Stored data entries:
■ ■ ■ ■ ■ ■ ■

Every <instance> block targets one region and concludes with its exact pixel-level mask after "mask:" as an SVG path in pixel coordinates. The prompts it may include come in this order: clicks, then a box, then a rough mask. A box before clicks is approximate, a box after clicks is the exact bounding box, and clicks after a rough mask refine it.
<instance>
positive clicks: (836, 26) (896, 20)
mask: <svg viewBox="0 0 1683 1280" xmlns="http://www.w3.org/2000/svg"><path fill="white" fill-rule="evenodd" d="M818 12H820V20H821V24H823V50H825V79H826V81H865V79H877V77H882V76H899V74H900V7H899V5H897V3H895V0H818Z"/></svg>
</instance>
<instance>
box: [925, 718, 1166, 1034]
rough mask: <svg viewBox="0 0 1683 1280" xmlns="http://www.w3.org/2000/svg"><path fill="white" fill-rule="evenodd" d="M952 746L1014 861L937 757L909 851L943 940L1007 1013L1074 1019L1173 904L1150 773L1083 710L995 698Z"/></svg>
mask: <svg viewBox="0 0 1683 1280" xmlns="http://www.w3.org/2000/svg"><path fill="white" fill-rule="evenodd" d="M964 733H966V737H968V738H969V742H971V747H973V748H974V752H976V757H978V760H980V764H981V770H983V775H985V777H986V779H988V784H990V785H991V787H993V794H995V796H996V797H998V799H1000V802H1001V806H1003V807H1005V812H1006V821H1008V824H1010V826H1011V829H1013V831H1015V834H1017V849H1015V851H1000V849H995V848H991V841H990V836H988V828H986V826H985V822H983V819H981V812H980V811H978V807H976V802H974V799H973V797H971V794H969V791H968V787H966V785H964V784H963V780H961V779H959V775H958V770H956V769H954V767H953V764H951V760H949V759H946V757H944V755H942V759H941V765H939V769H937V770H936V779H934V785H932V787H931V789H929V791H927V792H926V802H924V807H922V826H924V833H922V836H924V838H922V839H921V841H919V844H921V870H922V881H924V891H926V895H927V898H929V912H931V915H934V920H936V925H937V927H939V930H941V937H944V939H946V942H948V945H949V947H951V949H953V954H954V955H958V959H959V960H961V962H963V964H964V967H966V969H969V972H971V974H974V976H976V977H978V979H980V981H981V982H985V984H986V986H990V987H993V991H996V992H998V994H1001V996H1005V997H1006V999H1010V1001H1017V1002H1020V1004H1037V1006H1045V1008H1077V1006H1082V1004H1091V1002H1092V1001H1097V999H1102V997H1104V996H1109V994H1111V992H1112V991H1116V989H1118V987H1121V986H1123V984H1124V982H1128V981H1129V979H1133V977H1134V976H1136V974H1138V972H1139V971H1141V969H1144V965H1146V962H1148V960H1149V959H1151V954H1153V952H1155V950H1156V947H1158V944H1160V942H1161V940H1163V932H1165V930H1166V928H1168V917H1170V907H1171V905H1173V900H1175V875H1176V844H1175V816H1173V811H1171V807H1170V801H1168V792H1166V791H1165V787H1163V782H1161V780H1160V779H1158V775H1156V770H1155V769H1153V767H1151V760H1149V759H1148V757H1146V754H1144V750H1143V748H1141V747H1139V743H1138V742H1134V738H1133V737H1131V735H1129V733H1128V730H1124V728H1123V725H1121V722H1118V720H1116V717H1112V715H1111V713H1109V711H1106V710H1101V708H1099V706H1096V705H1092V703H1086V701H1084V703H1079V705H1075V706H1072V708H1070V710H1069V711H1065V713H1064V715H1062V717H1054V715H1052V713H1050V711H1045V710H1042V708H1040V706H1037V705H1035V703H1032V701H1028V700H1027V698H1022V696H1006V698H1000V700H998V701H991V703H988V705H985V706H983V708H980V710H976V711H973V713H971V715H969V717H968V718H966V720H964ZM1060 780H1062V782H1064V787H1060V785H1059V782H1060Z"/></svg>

■ ■ ■ ■ ■ ■ ■

## PROBLEM TO WORK ON
The records given above are to be repeated in full, exactly.

## TASK ANSWER
Every <instance> block targets one region and concludes with its exact pixel-level mask after "mask:" as an SVG path in pixel coordinates. The prompts it may include come in this order: clicks, then a box, then a rough mask. A box before clicks is approximate, a box after clicks is the exact bounding box, and clicks after a rough mask refine it.
<instance>
positive clicks: (836, 26) (896, 20)
mask: <svg viewBox="0 0 1683 1280" xmlns="http://www.w3.org/2000/svg"><path fill="white" fill-rule="evenodd" d="M818 12H820V20H821V24H823V50H825V79H826V81H865V79H877V77H882V76H899V74H900V7H899V5H897V3H895V0H818Z"/></svg>
</instance>
<instance>
box: [925, 718, 1166, 1034]
rough mask: <svg viewBox="0 0 1683 1280" xmlns="http://www.w3.org/2000/svg"><path fill="white" fill-rule="evenodd" d="M952 746L1014 861L937 757L909 851L943 940L1007 1013L1074 1019L1173 904L1150 773L1083 710L995 698Z"/></svg>
mask: <svg viewBox="0 0 1683 1280" xmlns="http://www.w3.org/2000/svg"><path fill="white" fill-rule="evenodd" d="M964 733H966V737H968V738H969V742H971V747H973V748H974V752H976V757H978V760H980V764H981V770H983V775H985V777H986V779H988V784H990V785H991V787H993V794H995V796H996V797H998V799H1000V802H1001V806H1003V807H1005V812H1006V821H1008V824H1010V826H1011V829H1013V831H1015V834H1017V849H1015V851H1000V849H995V848H991V841H990V836H988V828H986V826H985V822H983V819H981V812H980V811H978V807H976V802H974V799H973V797H971V794H969V791H968V787H966V785H964V784H963V780H961V779H959V775H958V770H956V769H954V767H953V764H951V760H949V759H946V757H944V755H942V759H941V765H939V769H937V770H936V779H934V785H932V787H931V789H929V791H927V792H926V802H924V807H922V826H924V833H922V836H924V838H922V839H921V841H919V844H921V870H922V881H924V891H926V895H927V898H929V912H931V915H934V920H936V925H937V927H939V930H941V937H944V939H946V942H948V945H949V947H951V949H953V954H954V955H958V959H959V960H961V962H963V964H964V967H966V969H969V972H971V974H974V976H976V977H978V979H980V981H981V982H985V984H986V986H990V987H993V991H996V992H998V994H1001V996H1005V997H1006V999H1010V1001H1017V1002H1020V1004H1037V1006H1045V1008H1077V1006H1082V1004H1091V1002H1092V1001H1097V999H1102V997H1104V996H1109V994H1111V992H1112V991H1116V989H1118V987H1121V986H1123V984H1124V982H1128V981H1129V979H1133V977H1134V976H1136V974H1138V972H1139V971H1141V969H1144V965H1146V962H1148V960H1149V959H1151V954H1153V952H1155V950H1156V947H1158V944H1160V942H1161V940H1163V932H1165V930H1166V928H1168V917H1170V907H1171V905H1173V900H1175V875H1176V844H1175V816H1173V811H1171V807H1170V801H1168V792H1166V791H1165V787H1163V782H1161V780H1160V779H1158V775H1156V770H1155V769H1153V767H1151V760H1149V759H1148V757H1146V754H1144V750H1143V748H1141V747H1139V743H1138V742H1134V738H1133V737H1131V735H1129V733H1128V730H1124V728H1123V725H1121V722H1118V720H1116V717H1112V715H1111V713H1109V711H1106V710H1101V708H1099V706H1096V705H1092V703H1086V701H1084V703H1079V705H1075V706H1072V708H1070V710H1069V711H1065V713H1064V715H1062V717H1054V715H1052V713H1050V711H1045V710H1042V708H1040V706H1037V705H1035V703H1032V701H1028V700H1027V698H1022V696H1006V698H1000V700H998V701H991V703H988V705H985V706H983V708H980V710H976V711H973V713H971V715H969V717H968V718H966V720H964ZM1060 780H1062V782H1064V787H1060V785H1059V782H1060Z"/></svg>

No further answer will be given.